EXERCISE REQUIREMENTS:
Every line with "below" in it must be copied from the data.
──────── RECORDS PROVIDED ────────
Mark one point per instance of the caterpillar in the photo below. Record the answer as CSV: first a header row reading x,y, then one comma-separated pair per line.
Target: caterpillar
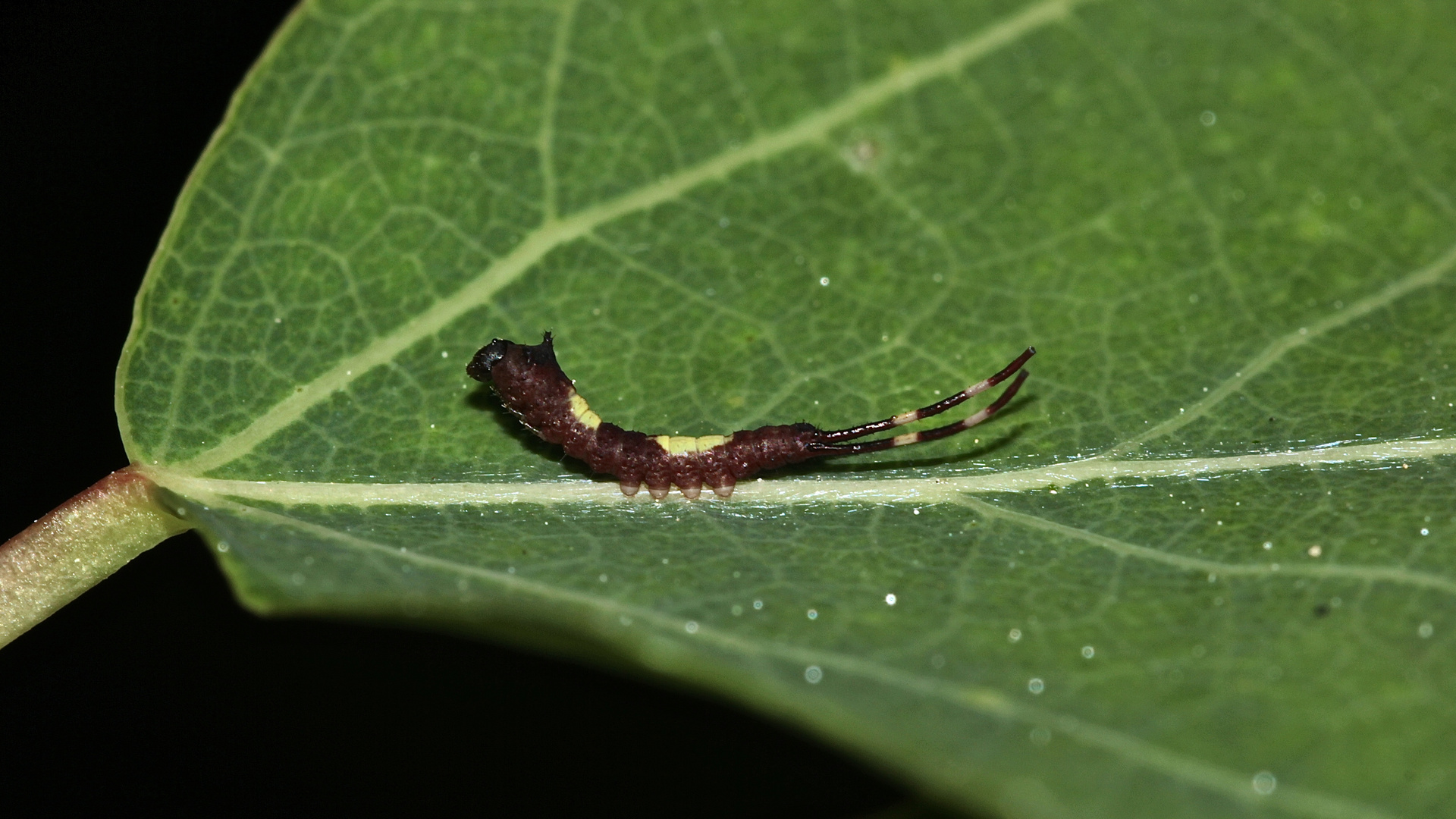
x,y
530,384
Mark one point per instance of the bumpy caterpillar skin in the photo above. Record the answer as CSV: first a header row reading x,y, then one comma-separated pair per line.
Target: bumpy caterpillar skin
x,y
532,385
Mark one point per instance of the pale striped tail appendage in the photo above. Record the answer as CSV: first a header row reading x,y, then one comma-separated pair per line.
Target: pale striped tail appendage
x,y
827,445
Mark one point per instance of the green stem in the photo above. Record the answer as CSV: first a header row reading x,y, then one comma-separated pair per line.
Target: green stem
x,y
77,545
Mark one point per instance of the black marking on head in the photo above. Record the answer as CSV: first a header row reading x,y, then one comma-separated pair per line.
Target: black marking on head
x,y
487,357
542,354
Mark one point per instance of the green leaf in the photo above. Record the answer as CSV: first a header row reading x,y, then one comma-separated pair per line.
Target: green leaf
x,y
1201,567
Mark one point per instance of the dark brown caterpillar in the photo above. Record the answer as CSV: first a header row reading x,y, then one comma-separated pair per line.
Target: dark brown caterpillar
x,y
532,385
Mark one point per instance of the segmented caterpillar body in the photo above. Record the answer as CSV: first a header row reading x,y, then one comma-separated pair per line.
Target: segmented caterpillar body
x,y
532,385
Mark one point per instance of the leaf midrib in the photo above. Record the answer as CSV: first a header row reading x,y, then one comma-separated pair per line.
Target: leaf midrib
x,y
987,701
557,232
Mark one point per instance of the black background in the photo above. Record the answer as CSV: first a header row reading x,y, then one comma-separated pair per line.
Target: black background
x,y
155,689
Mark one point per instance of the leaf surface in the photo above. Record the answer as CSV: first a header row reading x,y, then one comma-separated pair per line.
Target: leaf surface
x,y
1201,567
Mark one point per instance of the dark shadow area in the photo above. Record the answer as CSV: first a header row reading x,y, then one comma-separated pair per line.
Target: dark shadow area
x,y
155,691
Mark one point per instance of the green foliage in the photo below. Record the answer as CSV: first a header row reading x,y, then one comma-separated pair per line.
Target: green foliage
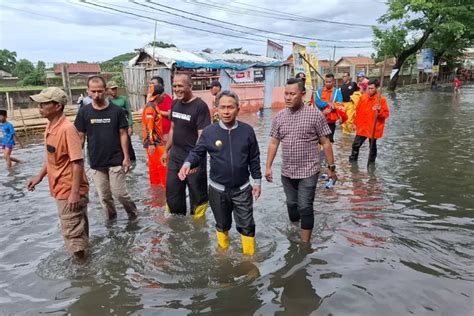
x,y
7,60
161,44
118,78
116,64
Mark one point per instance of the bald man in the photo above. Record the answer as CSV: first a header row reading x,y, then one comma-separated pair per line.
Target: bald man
x,y
189,116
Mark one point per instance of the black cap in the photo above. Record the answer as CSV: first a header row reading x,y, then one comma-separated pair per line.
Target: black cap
x,y
215,83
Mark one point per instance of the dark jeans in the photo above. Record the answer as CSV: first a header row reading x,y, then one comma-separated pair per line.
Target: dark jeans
x,y
300,198
176,189
332,127
358,141
239,202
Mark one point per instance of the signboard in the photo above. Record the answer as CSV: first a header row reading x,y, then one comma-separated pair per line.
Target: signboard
x,y
244,76
258,75
274,50
427,54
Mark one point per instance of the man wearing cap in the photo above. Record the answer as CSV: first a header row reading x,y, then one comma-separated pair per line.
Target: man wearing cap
x,y
105,127
121,101
362,82
215,89
64,166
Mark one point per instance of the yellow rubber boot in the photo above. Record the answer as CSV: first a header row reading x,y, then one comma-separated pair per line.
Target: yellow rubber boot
x,y
200,211
248,245
223,239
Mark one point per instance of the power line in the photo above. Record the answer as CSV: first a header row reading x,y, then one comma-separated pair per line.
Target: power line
x,y
295,18
184,26
238,25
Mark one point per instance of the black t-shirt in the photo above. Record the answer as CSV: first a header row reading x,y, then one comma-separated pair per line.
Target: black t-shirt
x,y
102,129
347,90
187,118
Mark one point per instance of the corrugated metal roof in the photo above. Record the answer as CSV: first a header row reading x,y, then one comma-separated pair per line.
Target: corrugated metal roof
x,y
187,59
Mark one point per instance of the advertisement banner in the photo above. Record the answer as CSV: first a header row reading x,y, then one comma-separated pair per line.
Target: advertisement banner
x,y
274,50
427,54
244,76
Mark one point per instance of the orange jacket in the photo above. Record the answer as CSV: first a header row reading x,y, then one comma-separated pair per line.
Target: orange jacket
x,y
365,114
152,126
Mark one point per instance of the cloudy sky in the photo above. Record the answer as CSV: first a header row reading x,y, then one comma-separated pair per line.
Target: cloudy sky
x,y
72,30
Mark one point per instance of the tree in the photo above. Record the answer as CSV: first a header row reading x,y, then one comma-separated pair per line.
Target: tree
x,y
413,22
7,60
23,68
161,44
37,77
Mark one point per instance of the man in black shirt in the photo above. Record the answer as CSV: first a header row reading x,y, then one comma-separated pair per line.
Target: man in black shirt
x,y
105,127
347,89
189,116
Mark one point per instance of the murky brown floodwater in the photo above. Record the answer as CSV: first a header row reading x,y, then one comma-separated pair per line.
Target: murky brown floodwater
x,y
395,240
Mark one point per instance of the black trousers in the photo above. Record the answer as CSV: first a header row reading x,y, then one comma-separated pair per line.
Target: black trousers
x,y
358,141
239,202
176,189
332,127
300,198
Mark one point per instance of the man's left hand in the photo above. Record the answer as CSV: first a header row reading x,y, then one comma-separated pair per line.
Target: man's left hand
x,y
332,175
126,164
256,191
73,201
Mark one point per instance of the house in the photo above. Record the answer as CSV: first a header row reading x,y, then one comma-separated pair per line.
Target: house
x,y
355,64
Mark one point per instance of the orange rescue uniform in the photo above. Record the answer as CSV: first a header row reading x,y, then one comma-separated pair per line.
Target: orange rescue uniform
x,y
365,114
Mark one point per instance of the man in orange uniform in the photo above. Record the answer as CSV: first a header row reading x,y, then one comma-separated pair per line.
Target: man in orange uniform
x,y
364,120
329,101
153,139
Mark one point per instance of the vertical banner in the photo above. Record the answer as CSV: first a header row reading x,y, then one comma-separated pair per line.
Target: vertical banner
x,y
299,64
274,50
427,54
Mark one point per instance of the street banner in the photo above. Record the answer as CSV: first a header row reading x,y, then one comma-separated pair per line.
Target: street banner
x,y
274,50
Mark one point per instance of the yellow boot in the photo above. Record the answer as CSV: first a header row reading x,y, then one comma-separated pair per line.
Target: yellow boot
x,y
200,211
248,245
223,239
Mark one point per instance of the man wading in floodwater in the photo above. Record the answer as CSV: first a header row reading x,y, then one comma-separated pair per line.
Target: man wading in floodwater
x,y
299,128
235,155
64,166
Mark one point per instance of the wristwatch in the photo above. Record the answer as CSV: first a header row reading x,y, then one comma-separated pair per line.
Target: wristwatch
x,y
332,167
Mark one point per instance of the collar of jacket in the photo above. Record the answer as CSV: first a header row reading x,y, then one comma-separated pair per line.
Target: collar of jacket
x,y
222,125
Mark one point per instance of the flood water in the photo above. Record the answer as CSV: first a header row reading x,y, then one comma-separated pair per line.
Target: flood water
x,y
397,239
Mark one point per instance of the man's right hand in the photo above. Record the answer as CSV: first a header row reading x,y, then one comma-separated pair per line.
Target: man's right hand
x,y
183,173
269,175
32,183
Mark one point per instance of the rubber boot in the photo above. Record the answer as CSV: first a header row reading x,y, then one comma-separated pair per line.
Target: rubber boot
x,y
248,245
200,211
223,239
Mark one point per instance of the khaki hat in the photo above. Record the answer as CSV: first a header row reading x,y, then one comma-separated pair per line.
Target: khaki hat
x,y
111,85
50,94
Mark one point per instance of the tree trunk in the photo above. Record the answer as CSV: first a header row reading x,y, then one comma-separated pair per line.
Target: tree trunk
x,y
392,85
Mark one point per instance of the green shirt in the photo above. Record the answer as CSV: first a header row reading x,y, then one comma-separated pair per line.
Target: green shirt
x,y
122,102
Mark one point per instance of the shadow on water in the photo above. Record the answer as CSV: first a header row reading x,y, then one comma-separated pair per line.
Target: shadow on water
x,y
394,239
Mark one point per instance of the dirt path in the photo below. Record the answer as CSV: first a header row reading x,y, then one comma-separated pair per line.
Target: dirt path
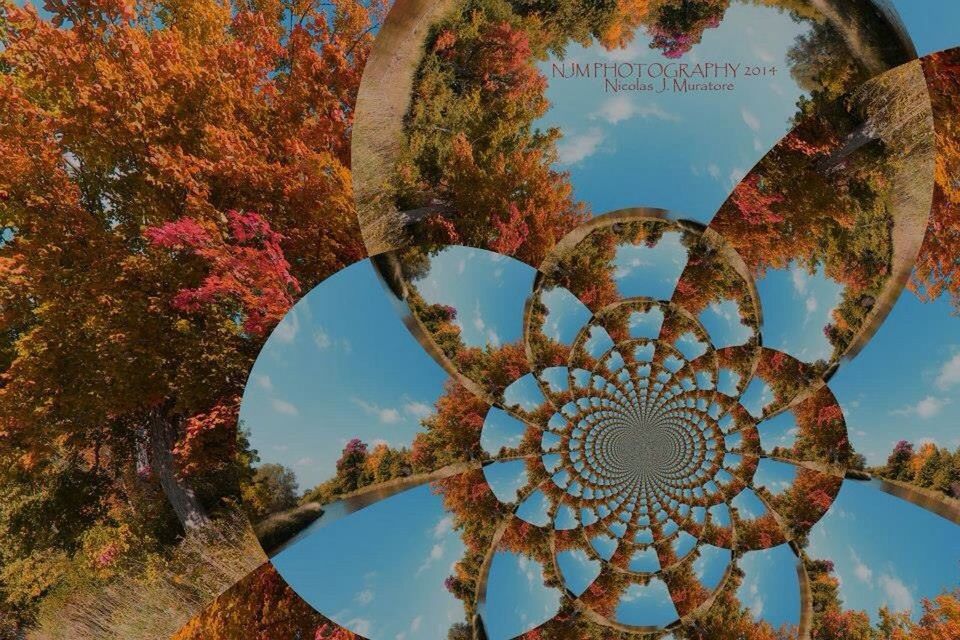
x,y
382,103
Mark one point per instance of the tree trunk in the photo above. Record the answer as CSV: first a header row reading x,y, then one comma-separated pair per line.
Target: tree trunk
x,y
859,138
162,434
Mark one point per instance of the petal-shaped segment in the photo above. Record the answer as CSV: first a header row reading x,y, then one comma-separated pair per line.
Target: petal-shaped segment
x,y
517,598
391,561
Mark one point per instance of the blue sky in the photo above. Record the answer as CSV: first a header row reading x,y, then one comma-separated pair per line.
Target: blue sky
x,y
380,571
488,291
931,23
883,550
340,365
682,152
796,306
517,600
905,384
685,152
770,588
────────
EXPECTED OUTPUT:
Mark one point per instance of the caterpillar in the photo below. Record the answer as CSV: first a header row reading x,y, then one comma-separated pair per line.
Mark one point per instance of the green foliage in the photo below. Record the answer as CSV: first a header row reading x,y, then one comma-separated pair per line.
Mark one point per instance of the dirt path in the photo below. Record the answer as CSV: first a header row reading x,y, then one comma-separated pair per line.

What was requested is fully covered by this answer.